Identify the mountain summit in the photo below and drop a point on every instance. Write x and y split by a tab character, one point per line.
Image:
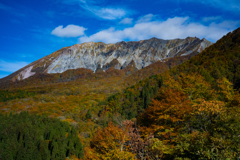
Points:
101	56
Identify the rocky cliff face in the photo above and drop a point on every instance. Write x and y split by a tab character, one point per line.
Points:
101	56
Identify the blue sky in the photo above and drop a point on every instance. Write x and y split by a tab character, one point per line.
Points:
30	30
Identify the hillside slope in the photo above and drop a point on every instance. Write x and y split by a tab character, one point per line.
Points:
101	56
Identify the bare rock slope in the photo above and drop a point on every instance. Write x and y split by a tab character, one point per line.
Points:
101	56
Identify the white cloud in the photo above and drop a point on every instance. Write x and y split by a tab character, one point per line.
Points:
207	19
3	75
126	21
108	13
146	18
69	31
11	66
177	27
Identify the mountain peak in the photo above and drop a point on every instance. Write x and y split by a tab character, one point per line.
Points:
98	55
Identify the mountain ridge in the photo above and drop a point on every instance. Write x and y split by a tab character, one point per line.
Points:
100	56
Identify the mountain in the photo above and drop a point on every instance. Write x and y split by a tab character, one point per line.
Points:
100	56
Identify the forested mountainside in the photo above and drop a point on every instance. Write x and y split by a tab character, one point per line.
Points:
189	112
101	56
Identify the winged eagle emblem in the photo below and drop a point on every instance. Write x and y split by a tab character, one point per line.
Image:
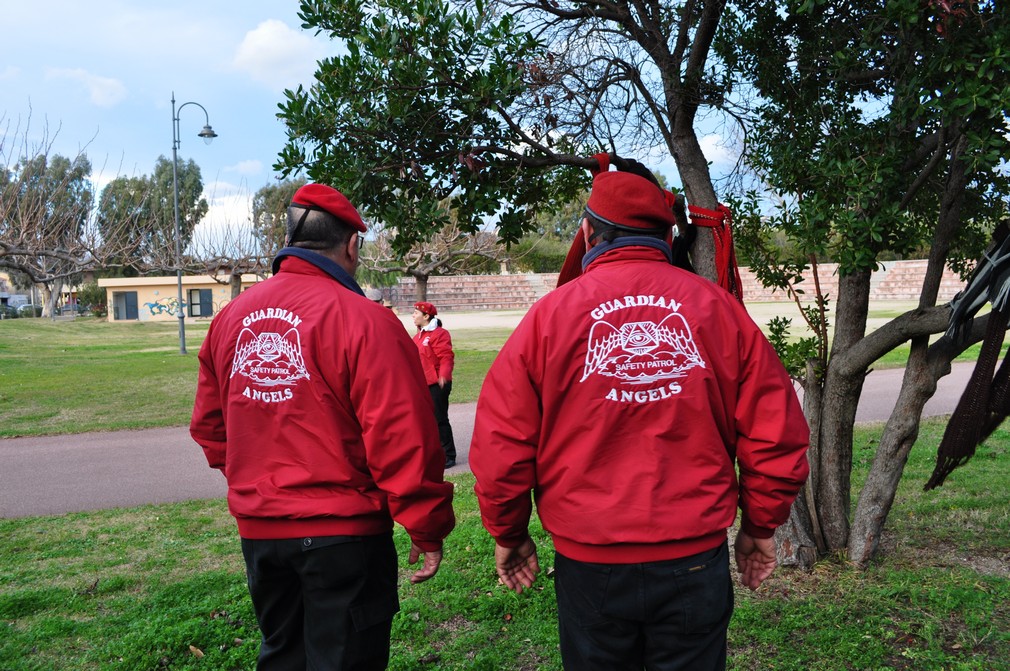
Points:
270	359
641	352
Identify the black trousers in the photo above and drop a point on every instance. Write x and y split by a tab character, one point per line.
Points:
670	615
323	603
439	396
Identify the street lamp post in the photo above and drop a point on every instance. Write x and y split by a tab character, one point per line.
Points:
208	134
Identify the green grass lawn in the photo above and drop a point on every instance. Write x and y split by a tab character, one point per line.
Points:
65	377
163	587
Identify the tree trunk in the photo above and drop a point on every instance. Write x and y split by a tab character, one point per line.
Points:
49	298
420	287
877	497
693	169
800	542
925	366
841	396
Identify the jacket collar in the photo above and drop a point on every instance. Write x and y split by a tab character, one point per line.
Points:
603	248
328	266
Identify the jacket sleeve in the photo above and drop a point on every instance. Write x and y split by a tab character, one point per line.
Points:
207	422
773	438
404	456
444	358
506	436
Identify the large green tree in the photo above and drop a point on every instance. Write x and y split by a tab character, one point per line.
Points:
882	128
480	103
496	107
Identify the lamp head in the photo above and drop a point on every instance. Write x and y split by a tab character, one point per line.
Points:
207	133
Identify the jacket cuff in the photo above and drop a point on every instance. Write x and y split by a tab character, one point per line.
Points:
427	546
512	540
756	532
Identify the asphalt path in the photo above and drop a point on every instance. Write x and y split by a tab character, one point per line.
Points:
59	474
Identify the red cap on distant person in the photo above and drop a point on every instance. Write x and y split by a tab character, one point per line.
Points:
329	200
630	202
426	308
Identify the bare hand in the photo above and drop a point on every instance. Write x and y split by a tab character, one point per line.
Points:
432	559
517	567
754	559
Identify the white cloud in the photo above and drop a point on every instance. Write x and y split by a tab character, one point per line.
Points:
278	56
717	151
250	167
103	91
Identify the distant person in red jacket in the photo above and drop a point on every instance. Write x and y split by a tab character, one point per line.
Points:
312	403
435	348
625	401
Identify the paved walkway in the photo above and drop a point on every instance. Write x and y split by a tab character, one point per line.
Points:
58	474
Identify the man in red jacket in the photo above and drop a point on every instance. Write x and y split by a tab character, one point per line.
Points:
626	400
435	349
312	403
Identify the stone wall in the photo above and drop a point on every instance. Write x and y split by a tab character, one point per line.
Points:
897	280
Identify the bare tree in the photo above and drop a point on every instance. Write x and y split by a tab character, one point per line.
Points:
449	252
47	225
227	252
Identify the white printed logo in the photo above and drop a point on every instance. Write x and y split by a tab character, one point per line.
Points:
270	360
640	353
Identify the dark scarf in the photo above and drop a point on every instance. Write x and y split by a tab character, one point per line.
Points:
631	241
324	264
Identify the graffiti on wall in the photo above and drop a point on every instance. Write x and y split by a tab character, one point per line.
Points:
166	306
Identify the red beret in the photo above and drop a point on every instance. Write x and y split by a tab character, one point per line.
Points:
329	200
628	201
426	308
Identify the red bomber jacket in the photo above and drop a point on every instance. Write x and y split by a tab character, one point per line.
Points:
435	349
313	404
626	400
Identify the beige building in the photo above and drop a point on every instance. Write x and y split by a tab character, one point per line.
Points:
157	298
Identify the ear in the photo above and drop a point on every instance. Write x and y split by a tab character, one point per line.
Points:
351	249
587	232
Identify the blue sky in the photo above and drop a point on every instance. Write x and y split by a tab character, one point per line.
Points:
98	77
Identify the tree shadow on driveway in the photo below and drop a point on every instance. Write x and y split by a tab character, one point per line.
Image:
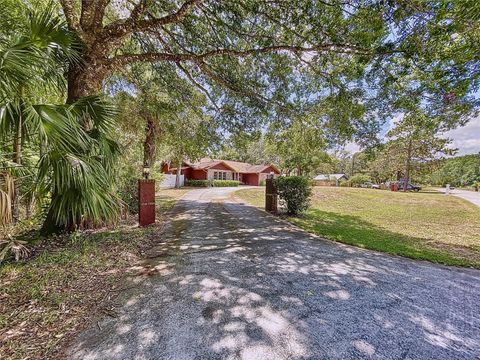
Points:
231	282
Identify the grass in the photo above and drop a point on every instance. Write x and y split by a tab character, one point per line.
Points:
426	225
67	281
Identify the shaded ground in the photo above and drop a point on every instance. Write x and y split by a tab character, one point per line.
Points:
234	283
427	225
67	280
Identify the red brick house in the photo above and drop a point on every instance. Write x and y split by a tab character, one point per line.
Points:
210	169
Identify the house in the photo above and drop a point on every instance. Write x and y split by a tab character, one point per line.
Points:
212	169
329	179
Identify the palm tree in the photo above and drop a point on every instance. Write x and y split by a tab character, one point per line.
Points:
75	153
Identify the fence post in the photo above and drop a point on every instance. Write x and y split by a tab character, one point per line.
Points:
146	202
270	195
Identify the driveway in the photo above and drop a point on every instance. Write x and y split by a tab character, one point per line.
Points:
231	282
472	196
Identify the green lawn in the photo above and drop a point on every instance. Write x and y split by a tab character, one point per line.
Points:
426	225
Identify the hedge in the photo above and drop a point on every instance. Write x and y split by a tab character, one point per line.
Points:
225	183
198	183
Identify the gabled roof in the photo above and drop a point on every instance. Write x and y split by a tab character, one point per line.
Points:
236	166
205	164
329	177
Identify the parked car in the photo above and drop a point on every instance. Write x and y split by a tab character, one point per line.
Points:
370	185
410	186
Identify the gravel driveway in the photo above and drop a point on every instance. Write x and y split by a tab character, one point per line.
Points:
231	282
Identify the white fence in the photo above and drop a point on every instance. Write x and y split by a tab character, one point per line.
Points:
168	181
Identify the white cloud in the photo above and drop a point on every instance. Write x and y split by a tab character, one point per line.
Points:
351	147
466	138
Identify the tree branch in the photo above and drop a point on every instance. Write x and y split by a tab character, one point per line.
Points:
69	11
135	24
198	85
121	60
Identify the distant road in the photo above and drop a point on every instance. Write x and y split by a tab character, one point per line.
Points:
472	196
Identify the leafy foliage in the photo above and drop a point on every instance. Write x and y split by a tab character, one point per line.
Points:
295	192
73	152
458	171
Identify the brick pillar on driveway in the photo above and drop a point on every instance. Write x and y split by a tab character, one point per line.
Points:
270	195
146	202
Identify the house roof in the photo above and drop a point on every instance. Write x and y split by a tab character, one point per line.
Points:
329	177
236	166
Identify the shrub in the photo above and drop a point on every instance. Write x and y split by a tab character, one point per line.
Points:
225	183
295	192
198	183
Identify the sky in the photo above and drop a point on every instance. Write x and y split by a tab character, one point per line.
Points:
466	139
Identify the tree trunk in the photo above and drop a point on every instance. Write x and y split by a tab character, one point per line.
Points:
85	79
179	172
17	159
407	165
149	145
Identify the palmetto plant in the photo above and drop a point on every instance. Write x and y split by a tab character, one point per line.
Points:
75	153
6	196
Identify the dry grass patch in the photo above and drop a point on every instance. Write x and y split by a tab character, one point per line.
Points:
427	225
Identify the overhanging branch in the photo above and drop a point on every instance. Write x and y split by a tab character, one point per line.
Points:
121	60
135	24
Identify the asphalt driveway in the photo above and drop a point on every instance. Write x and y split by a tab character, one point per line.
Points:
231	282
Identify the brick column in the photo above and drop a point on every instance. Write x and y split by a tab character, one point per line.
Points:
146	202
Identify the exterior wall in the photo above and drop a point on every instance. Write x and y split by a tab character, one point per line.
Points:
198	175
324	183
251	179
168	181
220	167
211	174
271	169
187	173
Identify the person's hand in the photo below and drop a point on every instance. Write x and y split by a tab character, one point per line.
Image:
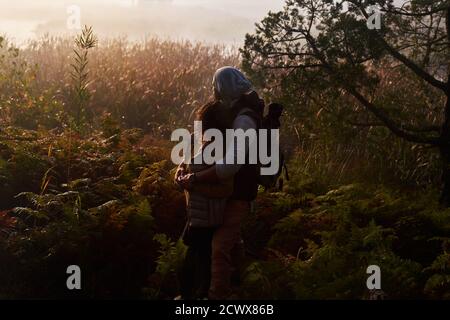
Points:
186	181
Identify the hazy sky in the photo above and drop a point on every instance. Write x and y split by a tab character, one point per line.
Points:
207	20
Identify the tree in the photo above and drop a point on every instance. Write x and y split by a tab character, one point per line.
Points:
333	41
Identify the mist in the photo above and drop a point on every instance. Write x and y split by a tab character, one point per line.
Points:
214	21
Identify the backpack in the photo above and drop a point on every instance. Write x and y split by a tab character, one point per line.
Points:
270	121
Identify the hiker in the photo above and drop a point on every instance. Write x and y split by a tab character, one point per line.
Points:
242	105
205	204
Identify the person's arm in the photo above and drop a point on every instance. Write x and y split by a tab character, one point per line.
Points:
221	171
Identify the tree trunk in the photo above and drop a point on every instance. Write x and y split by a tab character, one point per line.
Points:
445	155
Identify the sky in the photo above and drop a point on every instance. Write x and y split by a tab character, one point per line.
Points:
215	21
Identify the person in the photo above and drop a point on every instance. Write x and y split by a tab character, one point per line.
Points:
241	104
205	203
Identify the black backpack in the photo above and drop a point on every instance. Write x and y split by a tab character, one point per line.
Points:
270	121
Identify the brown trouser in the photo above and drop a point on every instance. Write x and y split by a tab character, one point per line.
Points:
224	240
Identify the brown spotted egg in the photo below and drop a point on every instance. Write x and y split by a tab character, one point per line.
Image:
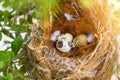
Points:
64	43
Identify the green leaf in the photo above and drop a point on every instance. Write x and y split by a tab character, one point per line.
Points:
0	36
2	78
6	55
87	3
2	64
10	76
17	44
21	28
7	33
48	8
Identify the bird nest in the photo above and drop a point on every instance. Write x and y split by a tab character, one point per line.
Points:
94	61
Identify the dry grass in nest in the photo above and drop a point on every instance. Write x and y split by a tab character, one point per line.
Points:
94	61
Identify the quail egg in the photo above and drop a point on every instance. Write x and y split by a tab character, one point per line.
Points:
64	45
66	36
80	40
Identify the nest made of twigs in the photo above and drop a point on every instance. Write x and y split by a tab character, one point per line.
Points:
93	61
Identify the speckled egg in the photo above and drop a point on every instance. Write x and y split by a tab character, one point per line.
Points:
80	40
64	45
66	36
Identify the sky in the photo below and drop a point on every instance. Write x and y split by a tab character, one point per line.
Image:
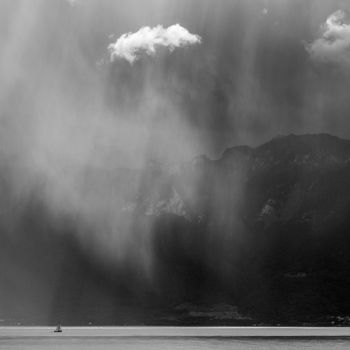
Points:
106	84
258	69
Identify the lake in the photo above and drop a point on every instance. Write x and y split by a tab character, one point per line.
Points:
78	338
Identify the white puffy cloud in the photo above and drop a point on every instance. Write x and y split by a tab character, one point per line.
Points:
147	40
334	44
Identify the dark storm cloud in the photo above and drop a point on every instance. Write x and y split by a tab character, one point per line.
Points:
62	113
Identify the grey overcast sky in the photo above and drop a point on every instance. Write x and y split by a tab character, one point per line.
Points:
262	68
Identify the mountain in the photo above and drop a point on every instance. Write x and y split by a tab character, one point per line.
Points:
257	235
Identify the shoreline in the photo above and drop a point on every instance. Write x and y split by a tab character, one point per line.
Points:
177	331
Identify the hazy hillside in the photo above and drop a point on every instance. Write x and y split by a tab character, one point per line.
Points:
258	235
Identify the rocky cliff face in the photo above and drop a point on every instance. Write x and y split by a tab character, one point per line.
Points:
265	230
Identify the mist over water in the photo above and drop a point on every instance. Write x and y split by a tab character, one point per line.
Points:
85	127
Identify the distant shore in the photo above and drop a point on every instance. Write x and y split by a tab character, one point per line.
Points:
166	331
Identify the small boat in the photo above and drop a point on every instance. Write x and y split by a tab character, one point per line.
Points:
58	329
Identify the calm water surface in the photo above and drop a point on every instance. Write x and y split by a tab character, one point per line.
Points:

* Task item *
Beginning with the line that contains "Identify the hazy hillside", return every line to the end of the listing, unchanged, and nothing else.

* Task solution *
Identify the hazy hillside in the photo above and drop a point on every instance. Write x and y split by a tab character, one point per line.
Points:
258	235
Identify the rocky cliff face in the photo above and drop a point on every instance. Write x and y split by a tab character, one point per line.
Points:
265	230
Identify the mist over water in the photo above and drop a point on every instance. Write x and y split by a tab character, one point per line.
Points:
85	127
Identify the distant shore in the photo above and drop a point on every instance. Write x and y split by a tab character, one point per line.
Points:
166	331
Identify the small boat in the photo above and drop a point on every instance. Write x and y split by a tab character, one point per line.
Points:
58	329
Identify the calm water surface in the photo above and drop a point on every instance. Write x and y split by a tab character, one point per line.
Points:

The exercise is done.